### WRITTEN EXERCISE
Return every line of the entries below that contains the string "spectator", matching case exactly.

*** ENTRIES

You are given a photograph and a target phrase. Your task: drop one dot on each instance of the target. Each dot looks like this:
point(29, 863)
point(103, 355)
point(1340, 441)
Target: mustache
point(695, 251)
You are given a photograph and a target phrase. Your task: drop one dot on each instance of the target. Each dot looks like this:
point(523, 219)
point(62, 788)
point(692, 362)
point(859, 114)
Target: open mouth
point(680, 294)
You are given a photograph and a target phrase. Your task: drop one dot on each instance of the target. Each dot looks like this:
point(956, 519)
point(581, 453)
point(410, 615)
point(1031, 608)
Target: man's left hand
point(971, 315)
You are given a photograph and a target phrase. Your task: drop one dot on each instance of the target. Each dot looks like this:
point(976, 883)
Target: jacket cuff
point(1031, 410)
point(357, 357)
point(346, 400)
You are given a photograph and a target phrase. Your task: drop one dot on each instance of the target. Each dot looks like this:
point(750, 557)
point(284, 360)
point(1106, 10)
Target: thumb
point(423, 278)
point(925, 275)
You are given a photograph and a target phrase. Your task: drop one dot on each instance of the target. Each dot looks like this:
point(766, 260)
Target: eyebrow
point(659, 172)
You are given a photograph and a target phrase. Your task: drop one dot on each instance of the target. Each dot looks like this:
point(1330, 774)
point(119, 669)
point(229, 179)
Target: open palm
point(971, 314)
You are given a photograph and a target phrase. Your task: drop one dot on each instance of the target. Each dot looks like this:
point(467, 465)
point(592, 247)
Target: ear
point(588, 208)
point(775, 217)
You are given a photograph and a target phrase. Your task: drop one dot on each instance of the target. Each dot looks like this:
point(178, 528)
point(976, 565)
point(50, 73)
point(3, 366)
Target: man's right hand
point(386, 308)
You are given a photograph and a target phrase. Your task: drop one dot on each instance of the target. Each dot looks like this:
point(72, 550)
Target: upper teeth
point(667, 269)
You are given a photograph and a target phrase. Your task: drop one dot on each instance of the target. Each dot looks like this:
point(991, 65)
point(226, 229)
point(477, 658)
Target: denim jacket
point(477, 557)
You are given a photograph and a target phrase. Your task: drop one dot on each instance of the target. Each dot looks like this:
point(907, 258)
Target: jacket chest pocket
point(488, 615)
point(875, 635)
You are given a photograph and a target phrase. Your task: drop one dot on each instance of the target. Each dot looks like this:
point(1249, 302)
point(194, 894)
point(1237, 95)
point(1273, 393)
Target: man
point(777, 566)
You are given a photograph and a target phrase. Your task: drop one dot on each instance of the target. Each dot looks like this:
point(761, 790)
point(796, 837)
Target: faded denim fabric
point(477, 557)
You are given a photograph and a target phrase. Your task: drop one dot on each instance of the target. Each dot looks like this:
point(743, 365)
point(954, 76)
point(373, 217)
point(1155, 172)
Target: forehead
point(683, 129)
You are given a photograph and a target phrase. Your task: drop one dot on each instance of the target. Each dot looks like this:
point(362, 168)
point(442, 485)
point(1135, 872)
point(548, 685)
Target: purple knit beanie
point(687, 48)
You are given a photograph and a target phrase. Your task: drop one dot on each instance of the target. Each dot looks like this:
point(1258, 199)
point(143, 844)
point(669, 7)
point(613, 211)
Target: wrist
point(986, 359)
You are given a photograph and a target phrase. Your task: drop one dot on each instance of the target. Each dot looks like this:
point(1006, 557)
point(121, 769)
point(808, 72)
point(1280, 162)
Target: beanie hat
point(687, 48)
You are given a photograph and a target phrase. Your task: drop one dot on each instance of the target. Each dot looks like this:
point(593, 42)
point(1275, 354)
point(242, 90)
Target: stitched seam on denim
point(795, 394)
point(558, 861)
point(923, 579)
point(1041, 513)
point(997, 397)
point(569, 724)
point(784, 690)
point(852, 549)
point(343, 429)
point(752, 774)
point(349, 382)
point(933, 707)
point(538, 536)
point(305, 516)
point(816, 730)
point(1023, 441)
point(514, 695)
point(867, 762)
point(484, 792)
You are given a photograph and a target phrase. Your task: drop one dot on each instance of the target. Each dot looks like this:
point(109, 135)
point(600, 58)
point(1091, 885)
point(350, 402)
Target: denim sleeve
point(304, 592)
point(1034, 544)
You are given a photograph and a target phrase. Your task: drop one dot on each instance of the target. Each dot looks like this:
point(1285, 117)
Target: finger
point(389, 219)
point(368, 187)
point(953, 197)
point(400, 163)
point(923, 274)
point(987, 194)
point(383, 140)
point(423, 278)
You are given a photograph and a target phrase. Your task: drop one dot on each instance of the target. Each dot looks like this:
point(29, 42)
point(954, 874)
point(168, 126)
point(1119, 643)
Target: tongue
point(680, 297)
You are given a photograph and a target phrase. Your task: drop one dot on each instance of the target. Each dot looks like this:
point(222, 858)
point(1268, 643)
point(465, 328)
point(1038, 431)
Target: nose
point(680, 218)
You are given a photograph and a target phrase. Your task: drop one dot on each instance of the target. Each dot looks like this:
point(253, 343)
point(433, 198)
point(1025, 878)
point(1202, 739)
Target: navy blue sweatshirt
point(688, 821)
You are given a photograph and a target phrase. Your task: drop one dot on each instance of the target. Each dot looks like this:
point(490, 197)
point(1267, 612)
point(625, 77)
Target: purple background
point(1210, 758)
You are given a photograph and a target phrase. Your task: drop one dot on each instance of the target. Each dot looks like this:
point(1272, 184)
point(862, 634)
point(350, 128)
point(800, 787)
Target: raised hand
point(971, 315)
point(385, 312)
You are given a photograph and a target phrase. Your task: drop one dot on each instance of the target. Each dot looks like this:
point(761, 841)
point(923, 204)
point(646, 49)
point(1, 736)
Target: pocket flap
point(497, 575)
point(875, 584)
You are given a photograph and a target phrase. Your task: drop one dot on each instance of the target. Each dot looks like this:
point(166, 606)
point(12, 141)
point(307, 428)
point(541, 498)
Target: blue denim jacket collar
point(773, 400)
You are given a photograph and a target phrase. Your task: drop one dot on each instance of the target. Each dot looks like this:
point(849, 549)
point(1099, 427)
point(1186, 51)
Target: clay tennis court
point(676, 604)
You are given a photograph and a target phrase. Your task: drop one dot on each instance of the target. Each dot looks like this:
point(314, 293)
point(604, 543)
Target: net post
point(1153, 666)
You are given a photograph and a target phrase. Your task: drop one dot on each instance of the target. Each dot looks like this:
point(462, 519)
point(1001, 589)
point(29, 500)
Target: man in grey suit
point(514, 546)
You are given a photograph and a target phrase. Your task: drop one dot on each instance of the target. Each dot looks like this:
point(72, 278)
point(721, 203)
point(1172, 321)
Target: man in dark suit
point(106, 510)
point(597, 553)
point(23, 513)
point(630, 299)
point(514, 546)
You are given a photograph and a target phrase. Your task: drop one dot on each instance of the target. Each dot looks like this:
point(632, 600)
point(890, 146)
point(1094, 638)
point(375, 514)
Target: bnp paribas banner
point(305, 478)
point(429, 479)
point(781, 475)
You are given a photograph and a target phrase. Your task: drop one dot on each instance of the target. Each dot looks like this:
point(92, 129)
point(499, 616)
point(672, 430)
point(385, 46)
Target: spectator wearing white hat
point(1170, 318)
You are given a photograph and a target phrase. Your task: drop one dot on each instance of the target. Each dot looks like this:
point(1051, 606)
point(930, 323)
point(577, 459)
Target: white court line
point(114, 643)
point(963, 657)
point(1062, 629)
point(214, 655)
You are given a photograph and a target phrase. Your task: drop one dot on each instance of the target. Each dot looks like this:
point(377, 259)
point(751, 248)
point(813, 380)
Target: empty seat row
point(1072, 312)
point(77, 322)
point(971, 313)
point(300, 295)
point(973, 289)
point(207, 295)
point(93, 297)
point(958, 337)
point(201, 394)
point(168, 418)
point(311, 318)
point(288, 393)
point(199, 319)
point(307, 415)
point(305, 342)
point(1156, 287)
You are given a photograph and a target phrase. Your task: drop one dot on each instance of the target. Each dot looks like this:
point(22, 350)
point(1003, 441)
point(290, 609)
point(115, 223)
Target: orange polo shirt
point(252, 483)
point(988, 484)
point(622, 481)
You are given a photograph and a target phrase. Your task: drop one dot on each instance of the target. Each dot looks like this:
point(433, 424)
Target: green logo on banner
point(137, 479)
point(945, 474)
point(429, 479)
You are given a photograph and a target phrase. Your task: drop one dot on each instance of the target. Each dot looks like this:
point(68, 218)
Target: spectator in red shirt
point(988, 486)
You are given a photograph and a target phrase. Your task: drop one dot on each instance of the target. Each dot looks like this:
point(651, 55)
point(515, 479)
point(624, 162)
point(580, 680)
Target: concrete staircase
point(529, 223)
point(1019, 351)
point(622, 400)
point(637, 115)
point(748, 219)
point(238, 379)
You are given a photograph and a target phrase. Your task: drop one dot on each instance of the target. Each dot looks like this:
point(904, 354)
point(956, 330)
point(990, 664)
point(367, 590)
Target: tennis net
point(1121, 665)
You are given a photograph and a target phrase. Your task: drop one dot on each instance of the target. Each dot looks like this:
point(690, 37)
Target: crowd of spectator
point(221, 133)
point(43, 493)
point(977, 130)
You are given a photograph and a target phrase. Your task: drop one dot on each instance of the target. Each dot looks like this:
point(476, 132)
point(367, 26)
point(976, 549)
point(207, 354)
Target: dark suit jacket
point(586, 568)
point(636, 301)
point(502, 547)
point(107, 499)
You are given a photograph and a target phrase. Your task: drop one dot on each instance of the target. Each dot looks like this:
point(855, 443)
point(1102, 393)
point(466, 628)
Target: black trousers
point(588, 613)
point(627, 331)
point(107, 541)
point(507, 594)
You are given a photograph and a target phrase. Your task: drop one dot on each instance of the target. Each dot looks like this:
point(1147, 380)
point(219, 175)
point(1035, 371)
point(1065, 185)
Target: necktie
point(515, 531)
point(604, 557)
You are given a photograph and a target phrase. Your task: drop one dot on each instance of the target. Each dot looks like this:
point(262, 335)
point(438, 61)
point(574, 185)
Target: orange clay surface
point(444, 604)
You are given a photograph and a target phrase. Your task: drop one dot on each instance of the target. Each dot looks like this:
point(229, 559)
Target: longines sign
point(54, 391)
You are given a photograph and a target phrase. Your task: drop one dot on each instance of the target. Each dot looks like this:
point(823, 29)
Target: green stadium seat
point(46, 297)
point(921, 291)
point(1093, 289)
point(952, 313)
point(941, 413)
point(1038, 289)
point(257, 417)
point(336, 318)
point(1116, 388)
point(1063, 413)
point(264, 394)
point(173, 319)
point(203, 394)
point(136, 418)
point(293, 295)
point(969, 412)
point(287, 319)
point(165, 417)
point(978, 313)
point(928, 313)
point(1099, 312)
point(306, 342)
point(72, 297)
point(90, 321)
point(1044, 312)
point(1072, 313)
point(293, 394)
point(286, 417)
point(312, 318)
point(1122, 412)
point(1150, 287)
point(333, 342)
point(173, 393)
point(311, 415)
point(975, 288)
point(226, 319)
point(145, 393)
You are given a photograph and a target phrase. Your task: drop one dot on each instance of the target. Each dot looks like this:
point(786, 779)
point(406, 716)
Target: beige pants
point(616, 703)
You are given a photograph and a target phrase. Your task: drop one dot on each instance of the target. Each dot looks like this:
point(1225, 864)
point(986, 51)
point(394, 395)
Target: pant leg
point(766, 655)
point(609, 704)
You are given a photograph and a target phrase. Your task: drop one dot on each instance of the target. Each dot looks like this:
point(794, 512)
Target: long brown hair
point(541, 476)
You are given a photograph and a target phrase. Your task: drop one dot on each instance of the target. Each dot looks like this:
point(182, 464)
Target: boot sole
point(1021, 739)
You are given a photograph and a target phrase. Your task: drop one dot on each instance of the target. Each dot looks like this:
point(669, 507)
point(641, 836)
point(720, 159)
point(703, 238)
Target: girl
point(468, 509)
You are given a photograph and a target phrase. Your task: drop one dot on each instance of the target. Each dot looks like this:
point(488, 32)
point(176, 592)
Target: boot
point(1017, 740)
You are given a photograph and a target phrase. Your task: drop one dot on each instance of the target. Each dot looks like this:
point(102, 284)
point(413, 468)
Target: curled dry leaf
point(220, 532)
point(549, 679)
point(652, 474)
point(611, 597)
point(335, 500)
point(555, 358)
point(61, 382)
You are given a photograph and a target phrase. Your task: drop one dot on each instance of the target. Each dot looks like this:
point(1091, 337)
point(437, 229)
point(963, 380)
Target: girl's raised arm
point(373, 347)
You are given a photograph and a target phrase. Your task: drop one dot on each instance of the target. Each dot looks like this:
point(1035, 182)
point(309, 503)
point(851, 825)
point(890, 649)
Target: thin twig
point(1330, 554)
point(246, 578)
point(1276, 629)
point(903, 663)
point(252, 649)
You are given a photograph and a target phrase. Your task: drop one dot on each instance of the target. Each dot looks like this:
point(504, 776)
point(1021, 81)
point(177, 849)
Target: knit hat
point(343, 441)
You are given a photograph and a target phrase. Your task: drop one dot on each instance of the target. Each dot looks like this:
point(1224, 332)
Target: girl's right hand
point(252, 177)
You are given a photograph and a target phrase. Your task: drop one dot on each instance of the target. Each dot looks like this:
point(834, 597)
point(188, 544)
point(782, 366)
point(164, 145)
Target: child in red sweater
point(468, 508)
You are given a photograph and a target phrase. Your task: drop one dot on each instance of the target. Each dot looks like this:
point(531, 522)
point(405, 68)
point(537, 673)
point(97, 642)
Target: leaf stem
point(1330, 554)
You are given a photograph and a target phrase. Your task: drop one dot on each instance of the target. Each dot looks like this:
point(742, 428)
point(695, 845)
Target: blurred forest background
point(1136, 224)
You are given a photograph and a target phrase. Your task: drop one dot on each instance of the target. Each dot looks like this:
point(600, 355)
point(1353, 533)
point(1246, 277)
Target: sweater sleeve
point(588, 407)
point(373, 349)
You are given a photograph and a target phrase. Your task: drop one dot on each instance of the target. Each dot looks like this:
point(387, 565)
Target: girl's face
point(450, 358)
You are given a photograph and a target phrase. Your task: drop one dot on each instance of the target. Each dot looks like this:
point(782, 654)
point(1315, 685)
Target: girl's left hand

******

### OUTPUT
Target: spectator wearing white hat
Target: spectator in red shirt
Target: crowd of spectator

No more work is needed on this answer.